SECTION 4. The members of the Club shall adopt and may from time to time revise such Bylaws as may be required to carry out these objectives.
SECTION 1. Eligibility. There shall be four types of membership open to persons who are in good standing with the American Kennel Club (AKC) and the ASDCA and who subscribe to the purposes of this Club, the Club Bylaws and Club Code of Ethics. Applicants are required to complete and submit an ASDCA approved application requesting membership.
(a) Regular membership. Application is open to persons eighteen (18) years and older, who own an ASDCA or AKC registered Anatolian Shepherd Dog and who are not an Officer or Director of an Anatolian Shepherd Dog club that is not an AKC-accredited or AKC eligible Anatolian Shepherd Dog Club. Such dog clubs shall include, but are not limited to the following dogs considered by the ASDCA to be Anatolian Shepherd Dogs, commonly referred to as: Kangal, Akbash, Karabash, etc. Regular members enjoy all the privileges of the Club, including voting and office holding.
(b) Family membership. Two persons (adults) eighteen (18) years of age or older who reside in the same household, each of whom comply with the same requirements as that of the Regular membership. The two adult members shall be identified by name on the membership application form and the procedures for election to membership shall be the same as provided in Section 1, subdivision (a) of Article II. Each adult is entitled to one vote but receives only one copy of any gratis ASDCA publication. Each adult shall have the ability to hold elected office.
(c) Associate membership. Application open to persons eighteen (18) years and older who express ongoing interest in the breed. Application open to Officers and Directors of Anatolian Shepherd Dog clubs that are not an AKC-accredited or AKC eligible Anatolian Shepherd Club. These individuals are entitled to all privileges, except voting and office holding. Associate members are not computed in determining a quorum. Applications should be filed with the Secretary but need not require sponsors or approval process applicable to prospective regular member applicants.
(d) Junior membership. Open to persons 10-17 years of age. Junior members cannot vote or hold office. Upon reaching their eighteenth birthday, Junior members may convert to regular membership in accordance with the requirements for regular membership set forth in Article II, Section 1(a).
SECTION 2. Dues.

* **Given material**:
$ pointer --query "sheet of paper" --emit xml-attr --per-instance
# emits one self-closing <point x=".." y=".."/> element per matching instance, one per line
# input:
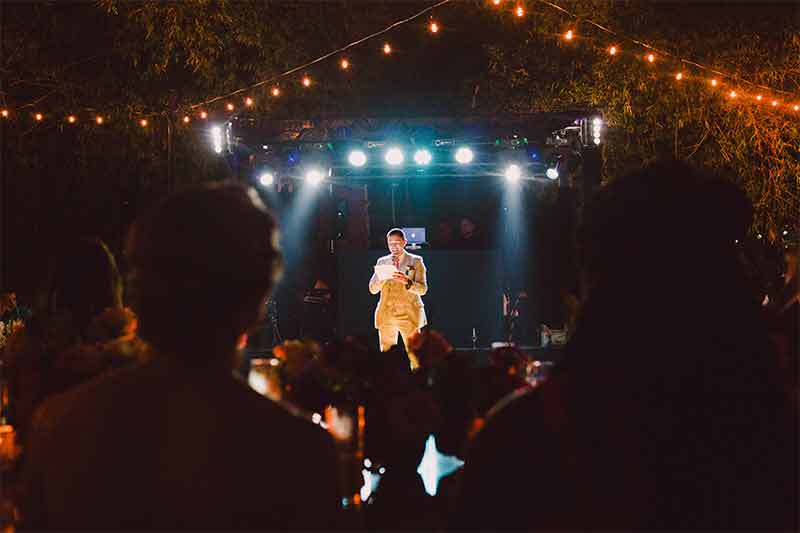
<point x="385" y="272"/>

* **Stated exercise**: Extend the Anatolian Shepherd Dog club bylaws above, picking up right after the heading "SECTION 2. Dues."

* **Answer below**:
(a) Membership Dues. Membership dues shall be set by the Board of Directors by October 1 of each year. If the Board of Directors does not change the dues, the dues from the previous year shall continue in effect. Membership dues shall not exceed Seventy five dollars ($75.00) per year, payable on or before the 1st day of January of each year. No member may vote whose dues are not paid for the current year. By the 15th of November, the Treasurer shall send to each member a statement of his dues for the ensuing year.
(b) Application Fee. The application fee shall apply to new applications for club membership and renewals of lapsed memberships. The application fee shall be set by the Board of Directors and announced when a fee change has occurred.
SECTION 3. Election to Membership. The ASDCA is a voluntary association. The Club’s membership application process, procedures and forms shall be those adopted by the Board of Directors, subject to the following requirements.
(a) Each applicant for membership shall apply on a form as approved by the Board of Directors and shall provide that the applicant agrees to abide by the Constitution, Bylaws and the rules of the ASDCA, as well as the rules of the AKC. The application shall state the name, mailing as well as physical address, phone number, Email address, occupation and interests of the applicant, the type of membership applied for, and shall carry the endorsement of two regular members in good standing of the ASDCA. Accompanying the application, the prospective member shall submit dues and application fee payment for the current year.
(b) Applicants may be elected/approved for club membership by ballot at any meeting of the Board of Directors or by vote of the Directors by mail. Affirmative votes of two-thirds (2/3) of the Directors present at a meeting of the Board or of two-thirds (2/3) of entire Board voting by mail shall be required to elect an applicant.
(c) An application which has received a negative vote by the Board may be presented by one of the applicant’s endorsers at the next annual meeting of the Club. The members may elect such applicant by a favorable vote of seventy-five (75%) percent of the members present and voting by secret ballot.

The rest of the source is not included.